■ AIM OF THE TASK ■
Show every line of the material below that contains the string "wall".
- - -
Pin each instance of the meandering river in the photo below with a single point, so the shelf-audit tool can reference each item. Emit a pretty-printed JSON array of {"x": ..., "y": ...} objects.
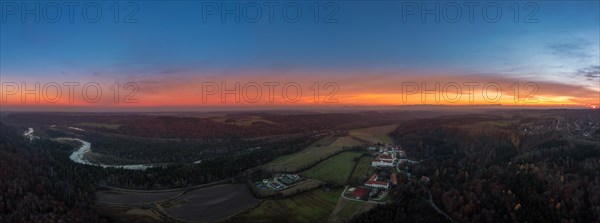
[{"x": 79, "y": 155}]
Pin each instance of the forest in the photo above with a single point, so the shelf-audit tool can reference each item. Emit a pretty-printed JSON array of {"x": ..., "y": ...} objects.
[{"x": 487, "y": 168}]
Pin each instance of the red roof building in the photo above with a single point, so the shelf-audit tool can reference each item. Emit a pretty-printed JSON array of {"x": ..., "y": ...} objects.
[{"x": 394, "y": 179}]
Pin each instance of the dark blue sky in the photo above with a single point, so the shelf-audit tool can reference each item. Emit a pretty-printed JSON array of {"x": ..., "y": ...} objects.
[{"x": 559, "y": 44}]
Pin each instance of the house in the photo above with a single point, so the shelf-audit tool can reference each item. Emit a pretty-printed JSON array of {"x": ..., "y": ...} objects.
[
  {"x": 394, "y": 179},
  {"x": 382, "y": 163},
  {"x": 383, "y": 160},
  {"x": 372, "y": 182},
  {"x": 361, "y": 193}
]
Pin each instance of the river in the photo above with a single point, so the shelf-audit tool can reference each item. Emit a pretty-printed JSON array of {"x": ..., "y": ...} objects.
[{"x": 78, "y": 156}]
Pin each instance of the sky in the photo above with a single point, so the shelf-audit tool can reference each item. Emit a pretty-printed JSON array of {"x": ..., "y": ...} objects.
[{"x": 305, "y": 53}]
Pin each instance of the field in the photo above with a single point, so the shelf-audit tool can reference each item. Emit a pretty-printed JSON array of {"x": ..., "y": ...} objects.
[
  {"x": 314, "y": 153},
  {"x": 336, "y": 169},
  {"x": 129, "y": 214},
  {"x": 363, "y": 169},
  {"x": 314, "y": 206},
  {"x": 132, "y": 198},
  {"x": 377, "y": 134},
  {"x": 346, "y": 209},
  {"x": 211, "y": 204}
]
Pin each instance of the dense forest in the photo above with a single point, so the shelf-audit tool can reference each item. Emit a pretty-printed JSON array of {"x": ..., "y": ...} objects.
[
  {"x": 491, "y": 168},
  {"x": 36, "y": 188}
]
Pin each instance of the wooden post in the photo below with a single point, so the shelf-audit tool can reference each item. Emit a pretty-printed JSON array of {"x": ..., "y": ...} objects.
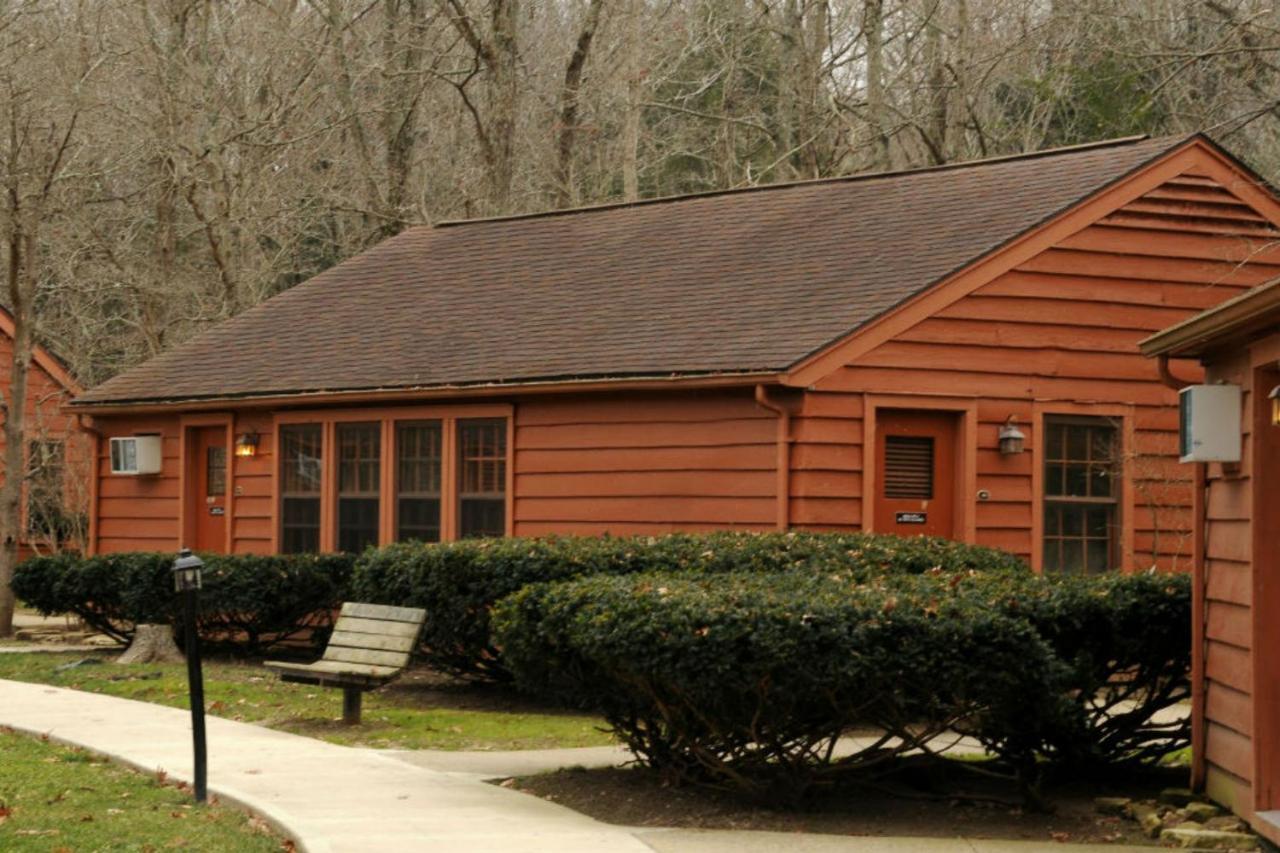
[{"x": 351, "y": 698}]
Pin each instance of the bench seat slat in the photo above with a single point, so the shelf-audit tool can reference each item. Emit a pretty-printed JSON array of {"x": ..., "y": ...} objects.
[
  {"x": 325, "y": 673},
  {"x": 376, "y": 626},
  {"x": 385, "y": 612},
  {"x": 352, "y": 639},
  {"x": 365, "y": 656}
]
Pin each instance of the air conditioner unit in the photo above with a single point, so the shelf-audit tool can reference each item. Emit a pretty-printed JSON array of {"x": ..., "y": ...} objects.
[
  {"x": 136, "y": 455},
  {"x": 1210, "y": 424}
]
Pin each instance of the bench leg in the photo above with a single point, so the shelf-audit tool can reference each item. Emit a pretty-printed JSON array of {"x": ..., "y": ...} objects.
[{"x": 351, "y": 698}]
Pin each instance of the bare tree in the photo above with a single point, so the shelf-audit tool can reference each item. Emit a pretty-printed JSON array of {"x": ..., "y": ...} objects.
[{"x": 39, "y": 155}]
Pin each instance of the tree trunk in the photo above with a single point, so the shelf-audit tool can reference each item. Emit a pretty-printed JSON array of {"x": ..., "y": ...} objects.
[
  {"x": 151, "y": 644},
  {"x": 21, "y": 247},
  {"x": 873, "y": 27},
  {"x": 563, "y": 179},
  {"x": 503, "y": 101},
  {"x": 631, "y": 119}
]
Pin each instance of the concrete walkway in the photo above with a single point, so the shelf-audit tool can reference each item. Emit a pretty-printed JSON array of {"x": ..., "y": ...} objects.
[
  {"x": 329, "y": 798},
  {"x": 339, "y": 799}
]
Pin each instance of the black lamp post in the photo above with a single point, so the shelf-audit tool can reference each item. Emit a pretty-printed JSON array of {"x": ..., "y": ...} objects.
[{"x": 187, "y": 580}]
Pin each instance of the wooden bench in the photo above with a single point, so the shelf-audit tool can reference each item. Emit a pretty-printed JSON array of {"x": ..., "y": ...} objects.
[{"x": 370, "y": 646}]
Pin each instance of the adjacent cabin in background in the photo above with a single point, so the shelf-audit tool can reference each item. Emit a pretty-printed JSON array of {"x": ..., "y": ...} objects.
[
  {"x": 949, "y": 351},
  {"x": 55, "y": 500},
  {"x": 1237, "y": 559}
]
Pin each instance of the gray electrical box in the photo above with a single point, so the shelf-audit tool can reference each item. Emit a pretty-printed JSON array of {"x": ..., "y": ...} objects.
[{"x": 1210, "y": 424}]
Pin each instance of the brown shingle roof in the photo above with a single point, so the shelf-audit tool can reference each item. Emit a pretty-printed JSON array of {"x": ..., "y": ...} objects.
[{"x": 727, "y": 282}]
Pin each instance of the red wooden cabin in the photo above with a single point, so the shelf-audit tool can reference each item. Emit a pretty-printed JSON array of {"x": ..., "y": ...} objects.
[
  {"x": 837, "y": 354},
  {"x": 55, "y": 496},
  {"x": 1235, "y": 707}
]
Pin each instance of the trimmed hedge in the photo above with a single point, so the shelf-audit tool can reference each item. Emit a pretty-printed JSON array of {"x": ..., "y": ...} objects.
[
  {"x": 746, "y": 682},
  {"x": 248, "y": 603},
  {"x": 458, "y": 583}
]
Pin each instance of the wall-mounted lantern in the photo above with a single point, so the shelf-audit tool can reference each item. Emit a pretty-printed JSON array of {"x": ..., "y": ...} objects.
[
  {"x": 246, "y": 445},
  {"x": 1011, "y": 439}
]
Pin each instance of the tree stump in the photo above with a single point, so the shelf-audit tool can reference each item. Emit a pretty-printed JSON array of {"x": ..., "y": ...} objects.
[{"x": 151, "y": 644}]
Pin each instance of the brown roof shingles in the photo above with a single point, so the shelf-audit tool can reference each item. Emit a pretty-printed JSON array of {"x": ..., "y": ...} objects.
[{"x": 703, "y": 284}]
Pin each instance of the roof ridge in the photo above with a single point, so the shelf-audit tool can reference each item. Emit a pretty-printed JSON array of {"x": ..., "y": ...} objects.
[{"x": 809, "y": 182}]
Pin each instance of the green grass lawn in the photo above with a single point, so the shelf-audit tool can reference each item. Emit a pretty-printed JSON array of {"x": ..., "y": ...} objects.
[
  {"x": 58, "y": 798},
  {"x": 420, "y": 711}
]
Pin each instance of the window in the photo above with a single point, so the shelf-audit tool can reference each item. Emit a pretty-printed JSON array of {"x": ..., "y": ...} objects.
[
  {"x": 481, "y": 478},
  {"x": 215, "y": 471},
  {"x": 45, "y": 471},
  {"x": 300, "y": 488},
  {"x": 417, "y": 480},
  {"x": 1080, "y": 495},
  {"x": 359, "y": 468},
  {"x": 405, "y": 474}
]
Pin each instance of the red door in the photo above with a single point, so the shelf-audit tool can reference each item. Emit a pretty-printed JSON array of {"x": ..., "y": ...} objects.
[
  {"x": 209, "y": 488},
  {"x": 915, "y": 456}
]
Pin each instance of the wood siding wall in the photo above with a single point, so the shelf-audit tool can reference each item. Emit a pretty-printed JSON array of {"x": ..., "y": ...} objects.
[
  {"x": 583, "y": 465},
  {"x": 1239, "y": 671},
  {"x": 644, "y": 464},
  {"x": 1057, "y": 333}
]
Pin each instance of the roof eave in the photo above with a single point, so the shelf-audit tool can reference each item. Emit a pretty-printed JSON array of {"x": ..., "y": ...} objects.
[
  {"x": 366, "y": 396},
  {"x": 1208, "y": 329}
]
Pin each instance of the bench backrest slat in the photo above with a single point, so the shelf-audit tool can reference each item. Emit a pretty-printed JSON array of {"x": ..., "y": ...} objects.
[
  {"x": 371, "y": 656},
  {"x": 385, "y": 612},
  {"x": 380, "y": 642},
  {"x": 356, "y": 625}
]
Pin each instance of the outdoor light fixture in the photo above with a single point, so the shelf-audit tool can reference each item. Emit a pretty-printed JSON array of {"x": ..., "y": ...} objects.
[
  {"x": 187, "y": 570},
  {"x": 1011, "y": 439},
  {"x": 246, "y": 445}
]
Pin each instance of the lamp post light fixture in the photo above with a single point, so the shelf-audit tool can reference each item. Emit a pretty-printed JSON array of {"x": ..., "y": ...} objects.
[
  {"x": 187, "y": 570},
  {"x": 1011, "y": 439}
]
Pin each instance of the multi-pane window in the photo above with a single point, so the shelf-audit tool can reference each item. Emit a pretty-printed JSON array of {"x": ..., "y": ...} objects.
[
  {"x": 359, "y": 484},
  {"x": 300, "y": 488},
  {"x": 1080, "y": 495},
  {"x": 45, "y": 470},
  {"x": 419, "y": 459},
  {"x": 215, "y": 471},
  {"x": 483, "y": 478},
  {"x": 410, "y": 475}
]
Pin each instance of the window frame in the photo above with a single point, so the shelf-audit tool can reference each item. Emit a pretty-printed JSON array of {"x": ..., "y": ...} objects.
[
  {"x": 1084, "y": 502},
  {"x": 388, "y": 419},
  {"x": 1121, "y": 418},
  {"x": 397, "y": 491},
  {"x": 325, "y": 464}
]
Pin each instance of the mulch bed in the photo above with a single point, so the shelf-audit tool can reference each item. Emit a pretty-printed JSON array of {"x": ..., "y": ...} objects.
[{"x": 929, "y": 807}]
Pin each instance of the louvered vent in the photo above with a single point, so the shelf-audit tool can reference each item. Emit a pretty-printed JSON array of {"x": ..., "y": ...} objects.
[{"x": 908, "y": 468}]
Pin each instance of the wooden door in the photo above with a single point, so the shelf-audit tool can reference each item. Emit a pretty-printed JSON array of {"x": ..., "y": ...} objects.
[
  {"x": 208, "y": 497},
  {"x": 915, "y": 460}
]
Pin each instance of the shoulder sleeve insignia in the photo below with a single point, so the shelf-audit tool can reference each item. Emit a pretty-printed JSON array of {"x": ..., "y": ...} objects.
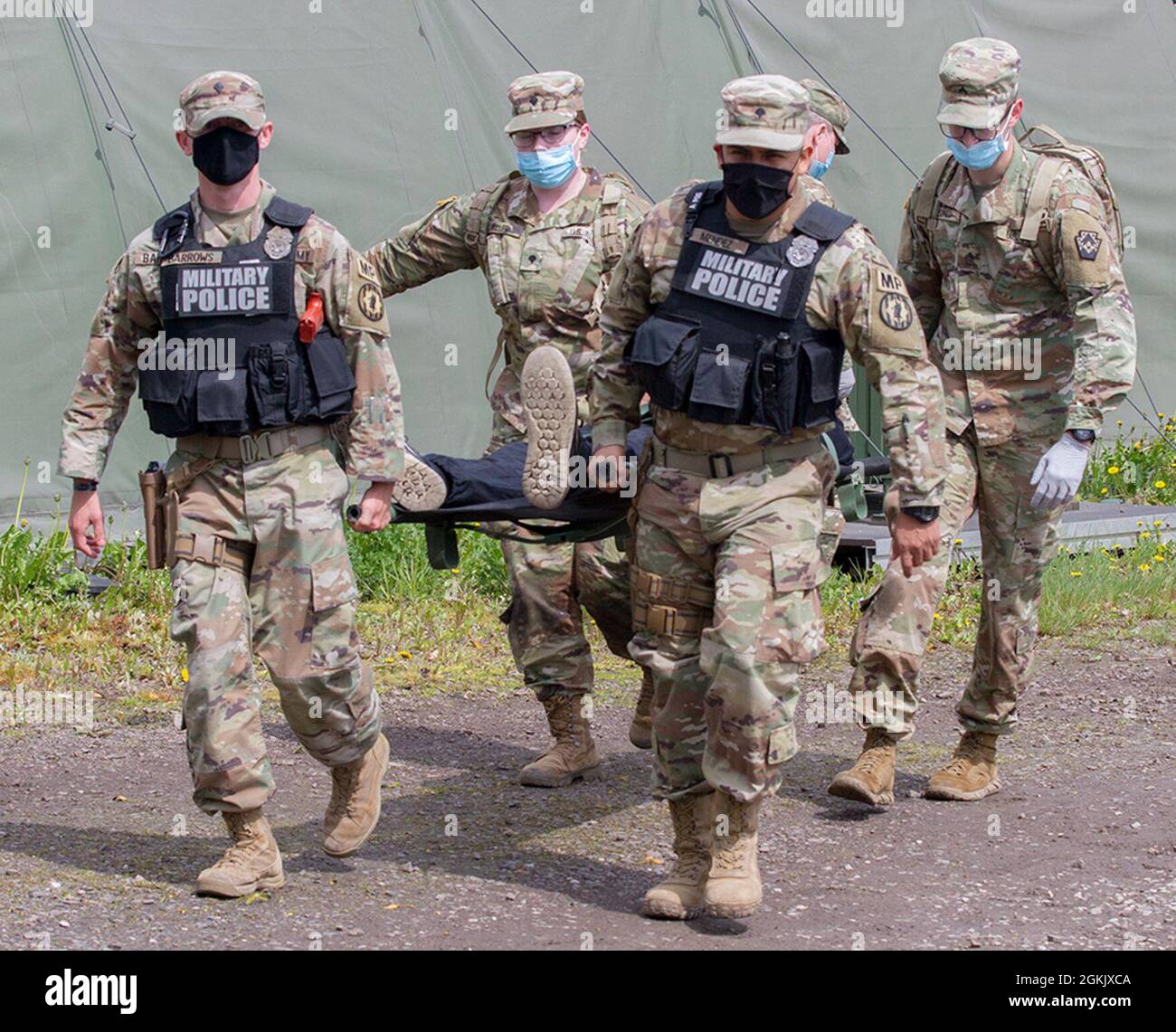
[
  {"x": 365, "y": 270},
  {"x": 1088, "y": 243},
  {"x": 371, "y": 302},
  {"x": 895, "y": 312}
]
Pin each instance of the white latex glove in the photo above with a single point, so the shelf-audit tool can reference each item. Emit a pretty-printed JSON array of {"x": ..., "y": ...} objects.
[
  {"x": 1059, "y": 473},
  {"x": 846, "y": 383}
]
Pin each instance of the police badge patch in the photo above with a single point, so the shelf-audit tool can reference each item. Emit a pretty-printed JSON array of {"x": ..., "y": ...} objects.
[
  {"x": 1089, "y": 243},
  {"x": 279, "y": 241},
  {"x": 895, "y": 312},
  {"x": 801, "y": 251}
]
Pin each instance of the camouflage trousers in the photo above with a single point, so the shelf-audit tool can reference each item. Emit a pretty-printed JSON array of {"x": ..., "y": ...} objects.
[
  {"x": 295, "y": 611},
  {"x": 549, "y": 584},
  {"x": 727, "y": 611},
  {"x": 1018, "y": 542}
]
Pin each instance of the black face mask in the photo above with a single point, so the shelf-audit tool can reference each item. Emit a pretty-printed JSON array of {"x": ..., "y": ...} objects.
[
  {"x": 755, "y": 191},
  {"x": 226, "y": 156}
]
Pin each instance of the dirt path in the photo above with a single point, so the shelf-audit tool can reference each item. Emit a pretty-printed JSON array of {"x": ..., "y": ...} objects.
[{"x": 1078, "y": 850}]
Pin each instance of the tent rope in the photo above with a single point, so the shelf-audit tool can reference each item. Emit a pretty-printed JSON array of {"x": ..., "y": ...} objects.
[{"x": 75, "y": 28}]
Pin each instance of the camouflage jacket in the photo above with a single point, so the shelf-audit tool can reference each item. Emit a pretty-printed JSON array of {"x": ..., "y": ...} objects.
[
  {"x": 1059, "y": 305},
  {"x": 853, "y": 286},
  {"x": 547, "y": 274},
  {"x": 130, "y": 313}
]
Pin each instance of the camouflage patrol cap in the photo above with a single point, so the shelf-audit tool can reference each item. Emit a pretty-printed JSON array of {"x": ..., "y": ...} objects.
[
  {"x": 545, "y": 99},
  {"x": 980, "y": 80},
  {"x": 764, "y": 110},
  {"x": 223, "y": 95},
  {"x": 824, "y": 102}
]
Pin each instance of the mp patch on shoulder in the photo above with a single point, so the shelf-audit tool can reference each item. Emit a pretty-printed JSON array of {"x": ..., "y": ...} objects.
[
  {"x": 365, "y": 298},
  {"x": 1089, "y": 243},
  {"x": 895, "y": 310}
]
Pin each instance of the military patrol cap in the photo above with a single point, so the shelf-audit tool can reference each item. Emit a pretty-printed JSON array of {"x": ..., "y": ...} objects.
[
  {"x": 980, "y": 80},
  {"x": 824, "y": 102},
  {"x": 544, "y": 100},
  {"x": 764, "y": 110},
  {"x": 223, "y": 95}
]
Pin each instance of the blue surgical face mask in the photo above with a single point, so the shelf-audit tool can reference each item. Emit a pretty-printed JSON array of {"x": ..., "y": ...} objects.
[
  {"x": 548, "y": 168},
  {"x": 980, "y": 156},
  {"x": 818, "y": 169}
]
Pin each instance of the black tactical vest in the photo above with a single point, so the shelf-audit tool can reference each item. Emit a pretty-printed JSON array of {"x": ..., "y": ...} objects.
[
  {"x": 232, "y": 362},
  {"x": 732, "y": 344}
]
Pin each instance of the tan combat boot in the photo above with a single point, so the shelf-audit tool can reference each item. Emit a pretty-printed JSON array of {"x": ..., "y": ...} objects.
[
  {"x": 641, "y": 730},
  {"x": 354, "y": 807},
  {"x": 971, "y": 773},
  {"x": 871, "y": 778},
  {"x": 680, "y": 895},
  {"x": 733, "y": 886},
  {"x": 420, "y": 487},
  {"x": 251, "y": 864},
  {"x": 548, "y": 396},
  {"x": 574, "y": 754}
]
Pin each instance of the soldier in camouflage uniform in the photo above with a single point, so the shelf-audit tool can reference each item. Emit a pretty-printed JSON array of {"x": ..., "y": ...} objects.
[
  {"x": 732, "y": 497},
  {"x": 827, "y": 137},
  {"x": 547, "y": 242},
  {"x": 254, "y": 488},
  {"x": 1019, "y": 432}
]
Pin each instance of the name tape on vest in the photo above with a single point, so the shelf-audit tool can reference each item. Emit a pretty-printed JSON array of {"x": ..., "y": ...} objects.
[{"x": 741, "y": 281}]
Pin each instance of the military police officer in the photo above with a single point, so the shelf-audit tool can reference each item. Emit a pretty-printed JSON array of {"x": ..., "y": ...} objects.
[
  {"x": 1011, "y": 265},
  {"x": 732, "y": 306},
  {"x": 547, "y": 238},
  {"x": 255, "y": 487}
]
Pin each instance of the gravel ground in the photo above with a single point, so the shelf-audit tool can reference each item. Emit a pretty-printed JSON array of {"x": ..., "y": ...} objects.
[{"x": 99, "y": 842}]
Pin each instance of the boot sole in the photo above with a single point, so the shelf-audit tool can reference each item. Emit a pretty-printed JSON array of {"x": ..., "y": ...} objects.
[
  {"x": 367, "y": 835},
  {"x": 549, "y": 403},
  {"x": 420, "y": 487},
  {"x": 953, "y": 796},
  {"x": 848, "y": 789},
  {"x": 536, "y": 781},
  {"x": 261, "y": 884}
]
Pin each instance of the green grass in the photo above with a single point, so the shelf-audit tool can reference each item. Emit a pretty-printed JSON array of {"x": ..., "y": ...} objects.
[
  {"x": 430, "y": 630},
  {"x": 1136, "y": 469}
]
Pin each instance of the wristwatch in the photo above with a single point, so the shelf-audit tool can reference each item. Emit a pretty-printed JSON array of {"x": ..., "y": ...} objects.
[{"x": 924, "y": 514}]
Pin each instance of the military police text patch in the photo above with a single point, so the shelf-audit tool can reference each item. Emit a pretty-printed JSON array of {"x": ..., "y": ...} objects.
[
  {"x": 1088, "y": 242},
  {"x": 741, "y": 281},
  {"x": 895, "y": 310}
]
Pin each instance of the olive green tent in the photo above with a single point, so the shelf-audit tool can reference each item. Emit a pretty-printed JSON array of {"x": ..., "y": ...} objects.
[{"x": 383, "y": 109}]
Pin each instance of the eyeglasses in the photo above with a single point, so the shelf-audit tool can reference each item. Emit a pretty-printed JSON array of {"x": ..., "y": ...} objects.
[
  {"x": 553, "y": 134},
  {"x": 957, "y": 132}
]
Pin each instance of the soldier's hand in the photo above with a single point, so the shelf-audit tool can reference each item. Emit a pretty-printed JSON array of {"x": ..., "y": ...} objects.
[
  {"x": 375, "y": 509},
  {"x": 915, "y": 542},
  {"x": 606, "y": 468},
  {"x": 86, "y": 516}
]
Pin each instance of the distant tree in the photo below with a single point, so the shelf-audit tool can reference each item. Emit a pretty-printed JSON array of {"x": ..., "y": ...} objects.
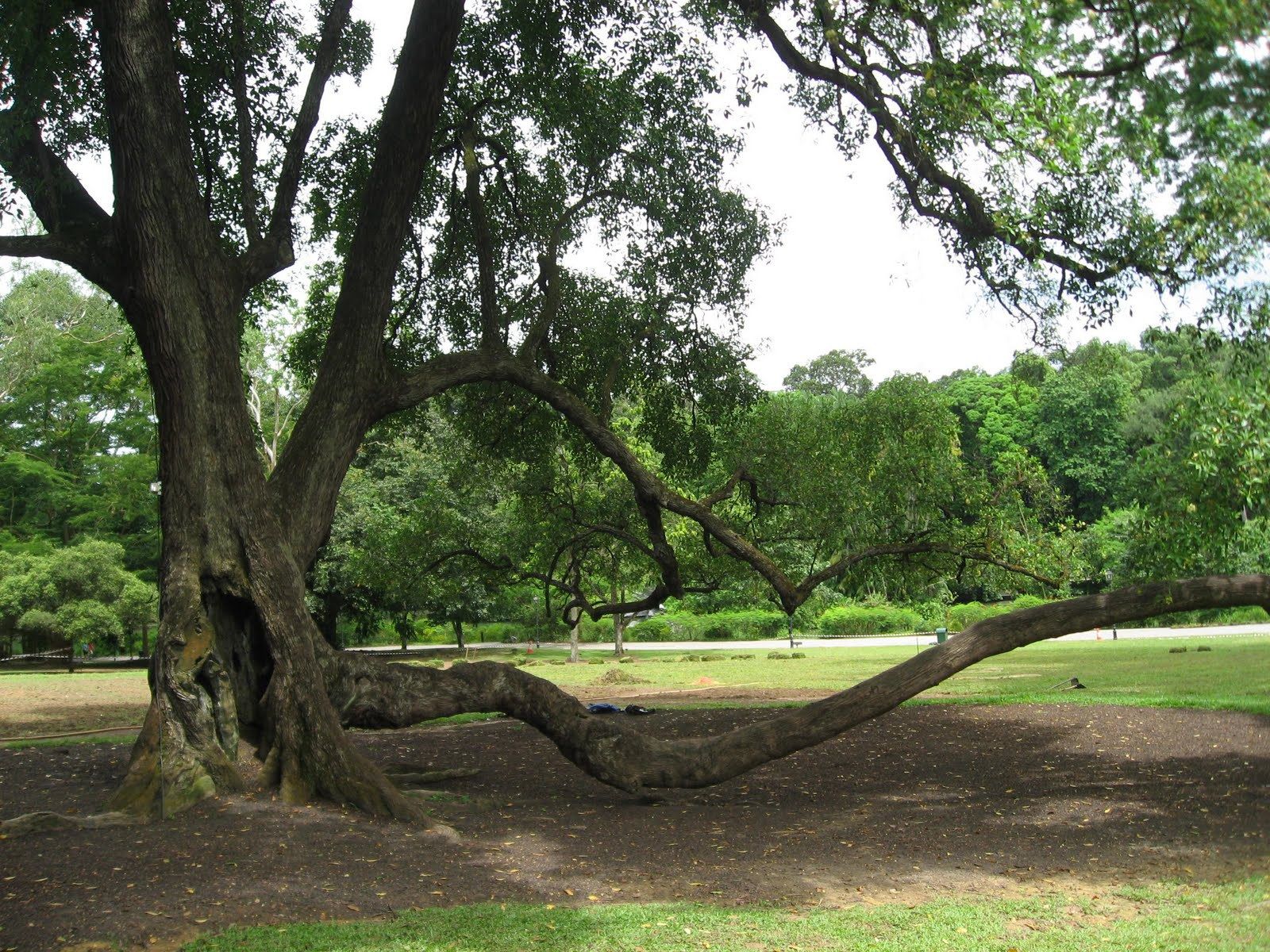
- - -
■ RESULT FOR THIS TASK ■
Pin each instance of the wall-mounted lantern in the photo above with a single point, so the shelf-audit tool can reference each item. Emit a pretty-printed JSON array of {"x": ..., "y": ...} objects.
Pin each instance of the wood siding wall in the photo above with a single point, so the shelf-audit tool can reference each item. Emit a pretty-printed JSON array of {"x": ..., "y": ...} objects.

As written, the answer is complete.